Source data:
§ §

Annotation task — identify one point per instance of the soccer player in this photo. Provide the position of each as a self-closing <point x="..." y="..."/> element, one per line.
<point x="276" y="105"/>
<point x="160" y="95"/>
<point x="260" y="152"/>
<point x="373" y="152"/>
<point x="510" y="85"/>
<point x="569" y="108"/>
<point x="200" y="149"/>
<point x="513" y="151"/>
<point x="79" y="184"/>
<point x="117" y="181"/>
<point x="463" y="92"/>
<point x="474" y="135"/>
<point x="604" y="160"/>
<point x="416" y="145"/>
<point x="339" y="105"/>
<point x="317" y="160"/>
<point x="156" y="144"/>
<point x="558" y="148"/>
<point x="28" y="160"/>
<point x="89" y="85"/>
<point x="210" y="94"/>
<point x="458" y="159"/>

§ §

* **What the exercise asks**
Return the records above verbatim, in their entirety.

* **Answer to this problem**
Annotation task — identify one point per instance of the soccer player in this photo. Provide the position of each as a self-closing <point x="..." y="..."/> element, one per line.
<point x="276" y="105"/>
<point x="160" y="95"/>
<point x="260" y="152"/>
<point x="373" y="152"/>
<point x="510" y="85"/>
<point x="569" y="108"/>
<point x="200" y="149"/>
<point x="513" y="151"/>
<point x="79" y="184"/>
<point x="117" y="181"/>
<point x="463" y="92"/>
<point x="474" y="135"/>
<point x="604" y="160"/>
<point x="416" y="145"/>
<point x="339" y="105"/>
<point x="317" y="160"/>
<point x="156" y="144"/>
<point x="558" y="148"/>
<point x="28" y="160"/>
<point x="89" y="85"/>
<point x="210" y="94"/>
<point x="458" y="159"/>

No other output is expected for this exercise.